(Source data)
• • • •

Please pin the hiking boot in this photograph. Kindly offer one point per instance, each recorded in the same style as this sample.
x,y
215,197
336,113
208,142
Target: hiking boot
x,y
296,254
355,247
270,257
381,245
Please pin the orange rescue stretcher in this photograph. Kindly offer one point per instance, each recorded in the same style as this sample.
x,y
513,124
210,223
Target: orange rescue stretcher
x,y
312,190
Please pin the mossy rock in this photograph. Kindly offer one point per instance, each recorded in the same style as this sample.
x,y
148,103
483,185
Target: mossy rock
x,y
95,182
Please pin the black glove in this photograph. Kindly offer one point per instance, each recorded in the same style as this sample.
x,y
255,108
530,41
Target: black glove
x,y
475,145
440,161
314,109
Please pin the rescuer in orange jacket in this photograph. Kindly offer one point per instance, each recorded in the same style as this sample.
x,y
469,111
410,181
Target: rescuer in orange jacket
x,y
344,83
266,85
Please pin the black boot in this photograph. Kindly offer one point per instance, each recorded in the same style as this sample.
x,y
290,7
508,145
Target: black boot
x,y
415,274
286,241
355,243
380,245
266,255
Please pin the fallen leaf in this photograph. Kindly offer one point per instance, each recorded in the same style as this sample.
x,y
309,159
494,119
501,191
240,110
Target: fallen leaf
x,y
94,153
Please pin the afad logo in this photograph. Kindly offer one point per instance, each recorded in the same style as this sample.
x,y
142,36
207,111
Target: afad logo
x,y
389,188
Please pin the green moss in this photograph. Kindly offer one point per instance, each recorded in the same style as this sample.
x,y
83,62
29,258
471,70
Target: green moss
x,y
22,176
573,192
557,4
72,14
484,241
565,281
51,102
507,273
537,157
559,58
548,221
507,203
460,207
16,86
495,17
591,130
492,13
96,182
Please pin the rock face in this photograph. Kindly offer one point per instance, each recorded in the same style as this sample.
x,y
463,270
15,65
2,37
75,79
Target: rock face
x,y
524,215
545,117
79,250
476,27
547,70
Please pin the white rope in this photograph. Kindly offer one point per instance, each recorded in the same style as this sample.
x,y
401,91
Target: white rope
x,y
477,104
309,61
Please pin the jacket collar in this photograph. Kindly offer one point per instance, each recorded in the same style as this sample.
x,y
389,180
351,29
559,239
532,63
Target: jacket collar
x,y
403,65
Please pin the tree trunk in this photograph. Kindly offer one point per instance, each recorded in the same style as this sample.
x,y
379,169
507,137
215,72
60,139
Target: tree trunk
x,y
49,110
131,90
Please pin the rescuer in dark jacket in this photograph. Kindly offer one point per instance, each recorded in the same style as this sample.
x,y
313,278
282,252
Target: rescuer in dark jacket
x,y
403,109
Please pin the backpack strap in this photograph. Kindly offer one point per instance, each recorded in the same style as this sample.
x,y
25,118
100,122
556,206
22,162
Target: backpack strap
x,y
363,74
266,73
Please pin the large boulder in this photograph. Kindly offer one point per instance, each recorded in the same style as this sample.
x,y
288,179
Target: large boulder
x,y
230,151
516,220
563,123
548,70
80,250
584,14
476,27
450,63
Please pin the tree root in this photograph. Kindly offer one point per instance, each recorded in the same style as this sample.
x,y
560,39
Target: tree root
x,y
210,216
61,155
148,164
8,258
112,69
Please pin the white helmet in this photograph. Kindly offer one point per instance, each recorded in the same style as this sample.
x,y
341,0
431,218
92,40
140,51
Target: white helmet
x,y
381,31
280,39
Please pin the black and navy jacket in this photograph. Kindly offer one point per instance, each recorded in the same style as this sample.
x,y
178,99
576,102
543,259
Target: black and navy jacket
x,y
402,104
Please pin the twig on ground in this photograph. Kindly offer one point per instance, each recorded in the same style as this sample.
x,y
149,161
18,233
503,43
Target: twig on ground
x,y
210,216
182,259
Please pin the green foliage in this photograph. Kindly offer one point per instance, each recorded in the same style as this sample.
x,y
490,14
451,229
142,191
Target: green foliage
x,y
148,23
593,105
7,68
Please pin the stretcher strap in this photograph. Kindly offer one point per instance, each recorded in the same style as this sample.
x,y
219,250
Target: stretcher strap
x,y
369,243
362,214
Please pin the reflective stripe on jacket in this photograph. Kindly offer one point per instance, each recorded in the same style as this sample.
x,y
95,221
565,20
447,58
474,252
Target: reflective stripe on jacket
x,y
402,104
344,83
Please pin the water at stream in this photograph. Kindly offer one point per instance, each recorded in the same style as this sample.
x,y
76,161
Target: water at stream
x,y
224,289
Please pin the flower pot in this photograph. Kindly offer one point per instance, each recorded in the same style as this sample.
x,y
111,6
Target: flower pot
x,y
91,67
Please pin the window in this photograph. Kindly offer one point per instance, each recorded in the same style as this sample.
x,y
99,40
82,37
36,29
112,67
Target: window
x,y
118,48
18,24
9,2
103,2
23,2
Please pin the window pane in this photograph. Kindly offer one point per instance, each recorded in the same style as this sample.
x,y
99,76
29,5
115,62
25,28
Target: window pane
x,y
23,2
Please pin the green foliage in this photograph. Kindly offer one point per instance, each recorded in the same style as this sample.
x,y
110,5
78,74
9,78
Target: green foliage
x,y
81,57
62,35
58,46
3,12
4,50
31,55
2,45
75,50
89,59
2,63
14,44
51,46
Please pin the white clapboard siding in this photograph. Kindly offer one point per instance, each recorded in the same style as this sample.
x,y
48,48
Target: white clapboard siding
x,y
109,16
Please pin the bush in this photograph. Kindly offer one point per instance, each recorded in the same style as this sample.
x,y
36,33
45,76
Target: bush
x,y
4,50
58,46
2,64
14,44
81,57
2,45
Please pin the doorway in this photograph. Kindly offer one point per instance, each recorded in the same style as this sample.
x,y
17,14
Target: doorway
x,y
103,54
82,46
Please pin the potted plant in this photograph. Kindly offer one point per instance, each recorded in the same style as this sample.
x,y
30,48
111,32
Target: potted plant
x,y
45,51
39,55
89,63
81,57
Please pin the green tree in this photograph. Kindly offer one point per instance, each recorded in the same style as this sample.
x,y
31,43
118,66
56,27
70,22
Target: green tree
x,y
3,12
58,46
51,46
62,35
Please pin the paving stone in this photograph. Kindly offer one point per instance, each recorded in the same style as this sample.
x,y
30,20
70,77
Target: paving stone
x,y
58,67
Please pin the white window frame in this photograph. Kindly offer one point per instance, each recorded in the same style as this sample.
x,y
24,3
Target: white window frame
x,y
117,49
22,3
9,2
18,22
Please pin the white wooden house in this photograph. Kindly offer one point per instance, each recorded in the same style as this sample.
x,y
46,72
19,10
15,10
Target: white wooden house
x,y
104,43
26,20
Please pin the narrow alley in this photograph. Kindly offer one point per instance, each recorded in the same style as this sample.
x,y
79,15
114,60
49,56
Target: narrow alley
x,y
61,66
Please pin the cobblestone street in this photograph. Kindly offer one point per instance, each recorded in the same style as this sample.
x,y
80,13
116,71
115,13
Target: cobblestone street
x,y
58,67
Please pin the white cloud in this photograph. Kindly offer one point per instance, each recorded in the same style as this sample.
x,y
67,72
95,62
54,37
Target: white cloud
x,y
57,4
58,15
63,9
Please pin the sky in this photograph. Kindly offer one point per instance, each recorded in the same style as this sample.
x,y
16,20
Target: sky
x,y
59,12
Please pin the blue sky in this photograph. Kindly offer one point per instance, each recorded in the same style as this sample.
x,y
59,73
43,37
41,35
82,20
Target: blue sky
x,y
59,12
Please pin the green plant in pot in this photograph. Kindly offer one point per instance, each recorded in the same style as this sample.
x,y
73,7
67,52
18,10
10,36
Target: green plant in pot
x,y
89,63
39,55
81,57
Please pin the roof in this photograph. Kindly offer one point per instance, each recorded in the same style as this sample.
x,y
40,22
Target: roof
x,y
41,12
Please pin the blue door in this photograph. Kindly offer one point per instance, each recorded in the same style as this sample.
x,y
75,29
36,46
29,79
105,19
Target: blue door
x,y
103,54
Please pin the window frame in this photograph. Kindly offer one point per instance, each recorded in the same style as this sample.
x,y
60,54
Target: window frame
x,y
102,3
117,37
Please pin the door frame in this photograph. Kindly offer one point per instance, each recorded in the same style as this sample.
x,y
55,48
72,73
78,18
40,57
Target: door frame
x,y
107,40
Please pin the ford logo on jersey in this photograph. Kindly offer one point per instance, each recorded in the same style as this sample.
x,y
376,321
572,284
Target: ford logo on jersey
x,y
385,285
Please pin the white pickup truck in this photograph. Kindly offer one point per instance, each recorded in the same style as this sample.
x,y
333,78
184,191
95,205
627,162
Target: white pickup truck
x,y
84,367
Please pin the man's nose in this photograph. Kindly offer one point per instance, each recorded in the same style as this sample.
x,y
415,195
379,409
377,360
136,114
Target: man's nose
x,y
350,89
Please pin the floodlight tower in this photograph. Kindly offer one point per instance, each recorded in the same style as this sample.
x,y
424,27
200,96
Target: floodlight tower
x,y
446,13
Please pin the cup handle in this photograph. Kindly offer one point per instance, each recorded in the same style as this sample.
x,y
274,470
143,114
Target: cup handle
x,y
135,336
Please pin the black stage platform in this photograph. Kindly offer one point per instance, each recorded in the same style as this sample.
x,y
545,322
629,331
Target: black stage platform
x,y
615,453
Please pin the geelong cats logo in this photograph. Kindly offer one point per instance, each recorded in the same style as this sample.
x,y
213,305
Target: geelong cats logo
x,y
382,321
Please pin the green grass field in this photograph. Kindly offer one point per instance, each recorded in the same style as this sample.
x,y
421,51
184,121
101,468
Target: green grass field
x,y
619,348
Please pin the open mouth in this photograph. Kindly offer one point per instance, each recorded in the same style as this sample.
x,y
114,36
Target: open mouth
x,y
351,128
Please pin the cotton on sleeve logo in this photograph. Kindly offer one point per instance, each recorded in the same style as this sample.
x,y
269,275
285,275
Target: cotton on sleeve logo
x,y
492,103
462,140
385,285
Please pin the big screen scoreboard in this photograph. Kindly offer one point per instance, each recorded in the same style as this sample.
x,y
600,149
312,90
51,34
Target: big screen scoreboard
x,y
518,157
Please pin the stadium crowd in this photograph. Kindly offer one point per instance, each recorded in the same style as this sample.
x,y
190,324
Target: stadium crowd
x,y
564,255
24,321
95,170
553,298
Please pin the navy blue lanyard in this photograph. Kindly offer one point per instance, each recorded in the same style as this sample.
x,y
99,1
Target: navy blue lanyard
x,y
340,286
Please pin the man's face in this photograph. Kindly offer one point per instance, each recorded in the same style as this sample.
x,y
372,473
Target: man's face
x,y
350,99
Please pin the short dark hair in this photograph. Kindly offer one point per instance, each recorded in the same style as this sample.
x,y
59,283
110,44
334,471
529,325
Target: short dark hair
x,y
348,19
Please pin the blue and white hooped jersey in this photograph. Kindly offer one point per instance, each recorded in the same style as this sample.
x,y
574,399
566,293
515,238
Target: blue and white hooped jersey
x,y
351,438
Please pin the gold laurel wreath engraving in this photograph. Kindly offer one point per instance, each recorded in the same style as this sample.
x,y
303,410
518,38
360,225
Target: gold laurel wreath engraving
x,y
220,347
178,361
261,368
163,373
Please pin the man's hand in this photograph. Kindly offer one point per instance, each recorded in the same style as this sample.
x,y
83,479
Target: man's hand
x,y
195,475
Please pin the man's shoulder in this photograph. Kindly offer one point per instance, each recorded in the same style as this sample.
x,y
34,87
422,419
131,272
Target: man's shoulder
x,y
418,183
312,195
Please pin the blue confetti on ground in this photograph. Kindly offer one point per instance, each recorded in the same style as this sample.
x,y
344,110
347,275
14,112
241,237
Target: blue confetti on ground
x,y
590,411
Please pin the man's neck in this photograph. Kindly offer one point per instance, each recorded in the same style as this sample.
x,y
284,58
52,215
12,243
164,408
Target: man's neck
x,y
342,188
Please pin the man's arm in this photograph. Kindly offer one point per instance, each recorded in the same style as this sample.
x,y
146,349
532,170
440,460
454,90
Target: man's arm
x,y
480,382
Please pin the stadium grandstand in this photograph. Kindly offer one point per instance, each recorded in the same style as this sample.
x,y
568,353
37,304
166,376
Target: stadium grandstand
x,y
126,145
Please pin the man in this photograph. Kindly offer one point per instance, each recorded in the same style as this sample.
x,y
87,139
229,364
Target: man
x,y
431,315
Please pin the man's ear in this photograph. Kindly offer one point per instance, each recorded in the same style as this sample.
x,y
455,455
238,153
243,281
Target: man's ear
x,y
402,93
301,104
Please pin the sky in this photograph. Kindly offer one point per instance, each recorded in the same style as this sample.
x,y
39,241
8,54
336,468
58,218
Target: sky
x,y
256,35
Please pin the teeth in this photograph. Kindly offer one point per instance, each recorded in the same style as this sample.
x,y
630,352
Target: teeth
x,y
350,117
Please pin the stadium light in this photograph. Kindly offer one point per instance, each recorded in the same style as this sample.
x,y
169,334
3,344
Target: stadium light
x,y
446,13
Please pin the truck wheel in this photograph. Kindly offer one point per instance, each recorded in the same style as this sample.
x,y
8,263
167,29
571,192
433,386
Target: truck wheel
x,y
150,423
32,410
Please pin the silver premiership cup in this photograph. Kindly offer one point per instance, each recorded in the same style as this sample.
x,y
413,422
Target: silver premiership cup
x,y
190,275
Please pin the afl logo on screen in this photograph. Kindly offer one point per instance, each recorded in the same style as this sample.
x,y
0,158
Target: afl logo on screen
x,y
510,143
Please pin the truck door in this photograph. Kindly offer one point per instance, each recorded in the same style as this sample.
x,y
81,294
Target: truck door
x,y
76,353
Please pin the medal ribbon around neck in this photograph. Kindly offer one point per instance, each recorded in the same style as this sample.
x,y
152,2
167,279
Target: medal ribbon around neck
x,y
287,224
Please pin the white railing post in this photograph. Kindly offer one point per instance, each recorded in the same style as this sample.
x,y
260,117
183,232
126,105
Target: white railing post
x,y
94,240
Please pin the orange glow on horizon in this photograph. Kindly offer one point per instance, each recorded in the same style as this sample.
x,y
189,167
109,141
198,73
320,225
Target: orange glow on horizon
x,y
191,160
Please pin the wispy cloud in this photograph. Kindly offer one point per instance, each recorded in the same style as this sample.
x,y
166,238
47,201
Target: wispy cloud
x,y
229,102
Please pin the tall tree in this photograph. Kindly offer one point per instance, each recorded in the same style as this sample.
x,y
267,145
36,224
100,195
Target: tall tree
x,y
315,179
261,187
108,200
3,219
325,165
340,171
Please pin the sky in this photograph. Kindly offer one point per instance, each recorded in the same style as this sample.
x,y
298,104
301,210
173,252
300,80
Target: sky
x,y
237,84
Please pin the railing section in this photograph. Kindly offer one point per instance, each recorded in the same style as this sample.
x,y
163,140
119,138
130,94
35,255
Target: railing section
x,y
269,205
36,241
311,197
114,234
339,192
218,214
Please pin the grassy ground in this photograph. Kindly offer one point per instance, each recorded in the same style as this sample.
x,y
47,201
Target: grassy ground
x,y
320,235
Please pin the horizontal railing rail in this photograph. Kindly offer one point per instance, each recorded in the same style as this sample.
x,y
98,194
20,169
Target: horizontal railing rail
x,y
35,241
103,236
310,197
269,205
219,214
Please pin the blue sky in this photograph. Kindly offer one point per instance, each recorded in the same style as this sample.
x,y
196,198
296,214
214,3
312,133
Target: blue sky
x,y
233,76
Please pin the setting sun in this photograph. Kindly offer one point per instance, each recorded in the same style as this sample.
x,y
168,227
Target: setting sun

• • • •

### YOUR ASSIGNMENT
Where the word "setting" shows up in a line of the entries above, copy that line.

### EXERCISE RESPONSE
Please pin the setting sun in this photograph. Kindly offer one point per instance, each recorded in the same style as this sample.
Target: setting sun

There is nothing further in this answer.